# [Task prompt]
Can you quote the lines below exactly, starting at the line with "Phrase -- window with shutter" and going through the last one?
* begin Records for this task *
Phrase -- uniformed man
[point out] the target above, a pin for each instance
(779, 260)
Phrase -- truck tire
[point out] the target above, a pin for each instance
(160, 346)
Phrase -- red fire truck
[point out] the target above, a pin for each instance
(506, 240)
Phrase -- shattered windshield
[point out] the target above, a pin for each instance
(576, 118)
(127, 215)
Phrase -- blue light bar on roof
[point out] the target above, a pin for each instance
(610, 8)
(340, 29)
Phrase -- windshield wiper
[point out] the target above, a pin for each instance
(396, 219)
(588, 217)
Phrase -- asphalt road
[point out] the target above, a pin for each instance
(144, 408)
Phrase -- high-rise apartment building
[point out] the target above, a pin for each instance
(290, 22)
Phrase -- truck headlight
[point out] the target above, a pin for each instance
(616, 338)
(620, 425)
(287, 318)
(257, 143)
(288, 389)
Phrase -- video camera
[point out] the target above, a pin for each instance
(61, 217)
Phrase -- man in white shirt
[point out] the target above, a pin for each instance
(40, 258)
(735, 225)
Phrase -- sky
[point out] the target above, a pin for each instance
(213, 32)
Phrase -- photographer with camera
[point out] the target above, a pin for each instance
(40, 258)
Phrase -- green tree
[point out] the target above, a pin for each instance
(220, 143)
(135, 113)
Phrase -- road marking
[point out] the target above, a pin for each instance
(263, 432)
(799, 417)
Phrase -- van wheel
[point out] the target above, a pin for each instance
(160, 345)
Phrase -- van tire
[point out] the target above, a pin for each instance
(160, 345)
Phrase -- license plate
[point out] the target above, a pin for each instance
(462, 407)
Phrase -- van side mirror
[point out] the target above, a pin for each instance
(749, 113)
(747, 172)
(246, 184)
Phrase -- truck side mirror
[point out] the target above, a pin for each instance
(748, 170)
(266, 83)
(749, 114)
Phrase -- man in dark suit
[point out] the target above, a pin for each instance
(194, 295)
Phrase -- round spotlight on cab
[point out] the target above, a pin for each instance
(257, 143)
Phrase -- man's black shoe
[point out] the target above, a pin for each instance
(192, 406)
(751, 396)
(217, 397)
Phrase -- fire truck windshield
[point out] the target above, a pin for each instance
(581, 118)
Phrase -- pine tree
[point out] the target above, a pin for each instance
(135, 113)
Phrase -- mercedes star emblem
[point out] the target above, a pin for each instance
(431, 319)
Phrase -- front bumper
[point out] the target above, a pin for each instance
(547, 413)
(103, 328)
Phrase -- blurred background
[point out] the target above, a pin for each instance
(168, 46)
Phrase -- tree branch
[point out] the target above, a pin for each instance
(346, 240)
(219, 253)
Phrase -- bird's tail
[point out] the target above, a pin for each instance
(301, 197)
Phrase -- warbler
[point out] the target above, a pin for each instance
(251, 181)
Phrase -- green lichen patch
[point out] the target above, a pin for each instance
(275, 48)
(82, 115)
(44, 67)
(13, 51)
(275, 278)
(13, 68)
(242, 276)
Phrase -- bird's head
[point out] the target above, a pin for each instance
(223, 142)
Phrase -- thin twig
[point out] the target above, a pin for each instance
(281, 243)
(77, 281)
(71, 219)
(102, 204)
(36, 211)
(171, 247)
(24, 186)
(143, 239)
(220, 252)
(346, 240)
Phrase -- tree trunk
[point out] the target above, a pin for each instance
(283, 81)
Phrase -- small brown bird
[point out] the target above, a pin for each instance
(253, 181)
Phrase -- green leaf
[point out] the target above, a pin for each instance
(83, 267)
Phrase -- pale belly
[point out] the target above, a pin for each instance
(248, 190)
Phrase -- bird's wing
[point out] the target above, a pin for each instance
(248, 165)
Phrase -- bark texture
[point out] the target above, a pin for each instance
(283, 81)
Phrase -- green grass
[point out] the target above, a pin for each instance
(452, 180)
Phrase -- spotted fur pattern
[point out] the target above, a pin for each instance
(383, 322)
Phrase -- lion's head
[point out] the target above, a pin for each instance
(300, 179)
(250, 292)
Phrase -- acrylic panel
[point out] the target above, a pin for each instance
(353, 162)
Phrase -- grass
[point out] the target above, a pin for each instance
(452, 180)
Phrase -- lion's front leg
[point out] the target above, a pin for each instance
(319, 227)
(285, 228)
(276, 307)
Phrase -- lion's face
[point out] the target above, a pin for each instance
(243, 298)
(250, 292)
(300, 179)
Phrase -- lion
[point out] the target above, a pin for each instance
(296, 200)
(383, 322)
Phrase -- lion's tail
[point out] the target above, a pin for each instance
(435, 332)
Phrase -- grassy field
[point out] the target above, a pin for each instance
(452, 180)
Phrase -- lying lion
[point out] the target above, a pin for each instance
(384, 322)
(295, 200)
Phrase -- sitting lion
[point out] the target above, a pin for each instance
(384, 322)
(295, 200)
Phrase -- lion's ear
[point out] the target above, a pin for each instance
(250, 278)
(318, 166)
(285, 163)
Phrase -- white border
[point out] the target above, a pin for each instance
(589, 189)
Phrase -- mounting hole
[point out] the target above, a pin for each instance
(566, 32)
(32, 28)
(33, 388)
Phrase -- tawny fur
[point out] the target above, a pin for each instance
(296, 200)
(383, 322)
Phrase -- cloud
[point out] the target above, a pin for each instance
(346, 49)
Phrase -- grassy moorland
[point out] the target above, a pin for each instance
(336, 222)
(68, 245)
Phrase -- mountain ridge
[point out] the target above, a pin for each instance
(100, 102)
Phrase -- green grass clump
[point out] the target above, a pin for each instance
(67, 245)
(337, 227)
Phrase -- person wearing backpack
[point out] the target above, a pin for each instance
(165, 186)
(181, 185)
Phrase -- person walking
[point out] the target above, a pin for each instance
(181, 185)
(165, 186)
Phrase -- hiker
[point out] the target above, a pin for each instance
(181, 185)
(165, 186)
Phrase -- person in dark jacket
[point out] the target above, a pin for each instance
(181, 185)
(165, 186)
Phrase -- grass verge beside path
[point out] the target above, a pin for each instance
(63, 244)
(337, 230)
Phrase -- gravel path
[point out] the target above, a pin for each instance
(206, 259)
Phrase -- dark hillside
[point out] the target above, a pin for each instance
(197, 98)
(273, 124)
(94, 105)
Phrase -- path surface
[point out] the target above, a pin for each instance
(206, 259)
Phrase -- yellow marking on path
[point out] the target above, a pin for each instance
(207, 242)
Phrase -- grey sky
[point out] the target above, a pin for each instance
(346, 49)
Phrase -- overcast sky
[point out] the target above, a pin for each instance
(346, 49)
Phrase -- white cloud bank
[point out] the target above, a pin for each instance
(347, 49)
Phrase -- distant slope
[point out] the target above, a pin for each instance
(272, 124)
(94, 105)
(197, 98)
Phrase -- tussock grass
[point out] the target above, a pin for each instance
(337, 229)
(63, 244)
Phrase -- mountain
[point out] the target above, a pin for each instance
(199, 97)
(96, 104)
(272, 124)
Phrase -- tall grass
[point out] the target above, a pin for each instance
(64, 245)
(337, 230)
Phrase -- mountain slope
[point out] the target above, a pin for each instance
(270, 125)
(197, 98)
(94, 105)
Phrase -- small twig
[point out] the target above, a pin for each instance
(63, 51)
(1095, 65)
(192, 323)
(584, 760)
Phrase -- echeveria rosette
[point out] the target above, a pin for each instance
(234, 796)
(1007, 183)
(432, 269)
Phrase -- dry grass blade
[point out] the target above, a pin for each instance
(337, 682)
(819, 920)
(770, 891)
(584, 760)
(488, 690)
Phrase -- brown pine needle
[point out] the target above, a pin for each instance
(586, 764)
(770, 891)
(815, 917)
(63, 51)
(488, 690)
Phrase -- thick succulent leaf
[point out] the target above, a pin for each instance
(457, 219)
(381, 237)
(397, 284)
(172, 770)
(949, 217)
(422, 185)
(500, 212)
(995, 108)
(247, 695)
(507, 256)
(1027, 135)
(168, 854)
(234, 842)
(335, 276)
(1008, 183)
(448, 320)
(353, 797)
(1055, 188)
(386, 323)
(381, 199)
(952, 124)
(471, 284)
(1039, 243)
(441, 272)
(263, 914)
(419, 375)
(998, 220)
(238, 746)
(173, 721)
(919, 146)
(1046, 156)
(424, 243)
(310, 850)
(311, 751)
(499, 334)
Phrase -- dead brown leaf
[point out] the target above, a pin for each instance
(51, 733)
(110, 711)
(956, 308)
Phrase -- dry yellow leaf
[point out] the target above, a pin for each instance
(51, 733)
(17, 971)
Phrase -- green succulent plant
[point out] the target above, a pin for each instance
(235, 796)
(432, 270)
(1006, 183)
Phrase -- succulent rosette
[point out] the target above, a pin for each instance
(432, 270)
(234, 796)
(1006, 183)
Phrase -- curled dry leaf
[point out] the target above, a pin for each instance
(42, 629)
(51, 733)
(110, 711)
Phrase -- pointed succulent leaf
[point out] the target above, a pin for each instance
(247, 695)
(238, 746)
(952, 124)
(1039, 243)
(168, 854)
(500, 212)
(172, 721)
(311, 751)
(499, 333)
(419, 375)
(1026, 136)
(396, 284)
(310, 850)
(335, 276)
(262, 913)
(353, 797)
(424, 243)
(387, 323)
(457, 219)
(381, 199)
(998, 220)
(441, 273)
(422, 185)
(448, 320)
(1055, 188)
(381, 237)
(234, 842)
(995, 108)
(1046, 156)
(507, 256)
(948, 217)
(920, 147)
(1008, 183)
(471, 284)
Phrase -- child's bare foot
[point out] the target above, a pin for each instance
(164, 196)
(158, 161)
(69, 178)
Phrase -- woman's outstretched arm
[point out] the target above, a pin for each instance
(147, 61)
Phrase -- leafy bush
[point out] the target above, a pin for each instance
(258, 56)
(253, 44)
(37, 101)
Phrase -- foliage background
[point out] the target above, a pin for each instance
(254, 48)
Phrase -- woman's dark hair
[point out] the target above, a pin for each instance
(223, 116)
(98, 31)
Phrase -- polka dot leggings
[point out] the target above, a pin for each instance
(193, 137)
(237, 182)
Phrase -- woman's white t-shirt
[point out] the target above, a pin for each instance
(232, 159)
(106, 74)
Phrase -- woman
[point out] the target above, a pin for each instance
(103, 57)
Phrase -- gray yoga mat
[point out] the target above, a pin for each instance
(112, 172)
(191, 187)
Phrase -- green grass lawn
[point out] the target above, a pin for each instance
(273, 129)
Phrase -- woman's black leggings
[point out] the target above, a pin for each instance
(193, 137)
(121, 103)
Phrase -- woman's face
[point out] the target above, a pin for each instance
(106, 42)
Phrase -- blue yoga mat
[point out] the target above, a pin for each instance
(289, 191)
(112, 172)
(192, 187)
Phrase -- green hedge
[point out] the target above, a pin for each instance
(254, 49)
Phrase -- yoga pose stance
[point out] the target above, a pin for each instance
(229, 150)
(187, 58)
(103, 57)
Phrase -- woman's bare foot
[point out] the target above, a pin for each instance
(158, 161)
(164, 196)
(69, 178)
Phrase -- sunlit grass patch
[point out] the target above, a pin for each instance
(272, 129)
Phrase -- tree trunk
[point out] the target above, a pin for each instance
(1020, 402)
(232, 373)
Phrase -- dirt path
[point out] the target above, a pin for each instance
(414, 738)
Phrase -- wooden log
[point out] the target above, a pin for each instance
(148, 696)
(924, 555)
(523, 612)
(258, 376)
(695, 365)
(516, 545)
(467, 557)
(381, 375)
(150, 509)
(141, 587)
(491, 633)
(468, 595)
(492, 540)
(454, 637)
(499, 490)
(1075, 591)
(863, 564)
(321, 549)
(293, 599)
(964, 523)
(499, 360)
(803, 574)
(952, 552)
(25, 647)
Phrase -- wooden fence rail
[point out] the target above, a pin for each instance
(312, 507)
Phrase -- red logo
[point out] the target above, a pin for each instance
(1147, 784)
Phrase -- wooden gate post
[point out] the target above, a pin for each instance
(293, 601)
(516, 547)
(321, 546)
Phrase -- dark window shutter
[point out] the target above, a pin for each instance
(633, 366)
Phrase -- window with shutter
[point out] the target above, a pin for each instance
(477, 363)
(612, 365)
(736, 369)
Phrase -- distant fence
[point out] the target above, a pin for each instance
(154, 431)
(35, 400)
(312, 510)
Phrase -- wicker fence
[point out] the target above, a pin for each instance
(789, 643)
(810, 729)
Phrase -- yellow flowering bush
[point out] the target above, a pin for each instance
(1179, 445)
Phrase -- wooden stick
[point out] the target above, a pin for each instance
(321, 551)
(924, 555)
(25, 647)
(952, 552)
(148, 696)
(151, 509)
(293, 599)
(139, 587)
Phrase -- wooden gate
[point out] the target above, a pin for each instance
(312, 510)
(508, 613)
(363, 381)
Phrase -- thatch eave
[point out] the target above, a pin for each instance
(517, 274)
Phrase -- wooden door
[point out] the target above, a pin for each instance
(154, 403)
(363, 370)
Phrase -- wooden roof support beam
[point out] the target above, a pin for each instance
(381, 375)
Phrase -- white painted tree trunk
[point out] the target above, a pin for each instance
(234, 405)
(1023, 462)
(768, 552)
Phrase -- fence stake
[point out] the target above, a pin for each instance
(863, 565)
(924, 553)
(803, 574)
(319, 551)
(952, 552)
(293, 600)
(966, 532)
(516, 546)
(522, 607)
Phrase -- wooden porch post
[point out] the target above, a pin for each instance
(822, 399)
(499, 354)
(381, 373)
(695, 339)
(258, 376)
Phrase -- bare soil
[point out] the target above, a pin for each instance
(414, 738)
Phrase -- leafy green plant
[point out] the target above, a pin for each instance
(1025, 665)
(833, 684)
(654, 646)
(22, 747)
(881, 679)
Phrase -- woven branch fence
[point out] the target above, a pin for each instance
* end Records for this task *
# [In response]
Phrase -- window with shutter
[point out] the target above, a pin for each instance
(477, 363)
(612, 365)
(736, 369)
Phrase -- distant fence
[point out] the target above, a pin for each instance
(154, 431)
(35, 400)
(312, 510)
Phrase -- wicker fence
[point out] the target above, a pin for each instance
(789, 643)
(810, 729)
Phrase -- yellow flowering bush
[point out] the target above, a pin for each instance
(1179, 445)
Phrase -- wooden stick
[point out] the target above, a pin for each instance
(321, 551)
(924, 555)
(25, 647)
(952, 552)
(148, 696)
(151, 509)
(293, 599)
(139, 587)
Phrase -- wooden gate
[point out] the target above, a pin for each instance
(312, 510)
(508, 613)
(363, 381)
Phrase -- thatch eave
[point out] the target above, a pin for each instance
(517, 274)
Phrase -- wooden door
[point out] the target above, a pin for each instance
(154, 403)
(363, 370)
Phrase -- wooden roof support beam
[point out] the target above, a pin for each instance
(381, 375)
Phrase -- white painted tree trunk
[point out] the target above, a pin for each instance
(234, 405)
(1023, 462)
(768, 552)
Phrase -- fence stake
[point out] the target above, a pin for each instance
(863, 565)
(924, 553)
(803, 574)
(319, 551)
(952, 552)
(293, 600)
(966, 532)
(516, 546)
(522, 607)
Phrase -- wooden porch post
[point out] the target above, a pin for each instance
(822, 399)
(499, 354)
(381, 373)
(695, 339)
(258, 376)
Phrase -- bare soil
[point out] the target above, a pin for each instance
(414, 738)
Phrase -- leafy green plant
[point out] the target above, a pin for each instance
(1025, 665)
(833, 684)
(654, 646)
(22, 747)
(881, 679)
Phrase -- woven branch fence
[point out] the target above, a pin for each instance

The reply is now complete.